» **Passage**
As US-China geopolitical
rivalry becomes a long term feature of the global economy, the globalised
supply chains that have powered India’s economic growth can no longer be taken
for granted.
Rare earth elements are central to this new post-pandemic economic
landscape & the undeclared discussions in QUAD: they underpin everything
from advanced ballistics systems to industrial machinery and TV screens,
contributing a total value of nearly $200 billion to the Indian economy.
These
developments offer India an opportunity. India has the world’s fifth-largest
reserves of rare earth elements, nearly twice as much as Australia, but it
imports most of its rare earth needs in finished form from its geopolitical
rival, China. India, having natural resources strategic to its overall needs
decided to send the ores to China and get back finished products.
In last twenty years, India has excelled in one thing- Sell of all PSU
to private operators for a song. In last seven years, it has become a
government mission and a priority to get rid of PSU, as Head of Government has
plagiarised the famous line- Government has no business to stay in business.

» **Excerpted data**
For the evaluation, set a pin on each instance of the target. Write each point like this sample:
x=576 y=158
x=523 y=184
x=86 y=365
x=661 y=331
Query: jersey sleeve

» **List of tasks**
A. In the passage on rare earth elements, rewrite the paragraph beginning "Rare earth elements are central" as a short bulleted list that keeps its main facts.
B. Summarize the passage on rare earth elements in two sentences.
C. According to the passage on rare earth elements, how does India's reserve of these elements rank in the world?

» **Responses per task**
A.
- Rare earth elements are central to the new post-pandemic economic landscape and to the undeclared discussions in QUAD.
- They underpin everything from advanced ballistics systems to industrial machinery and TV screens.
- They contribute a total value of nearly $200 billion to the Indian economy.

B. As US-China rivalry becomes a long-term feature of the global economy, the globalised supply chains behind India's growth can no longer be taken for granted, and rare earth elements, worth nearly $200 billion to the Indian economy, are central to this landscape. India has the world's fifth-largest reserves of these elements, nearly twice as much as Australia, but it imports most of its needs in finished form from China.

C. It is the world's fifth-largest.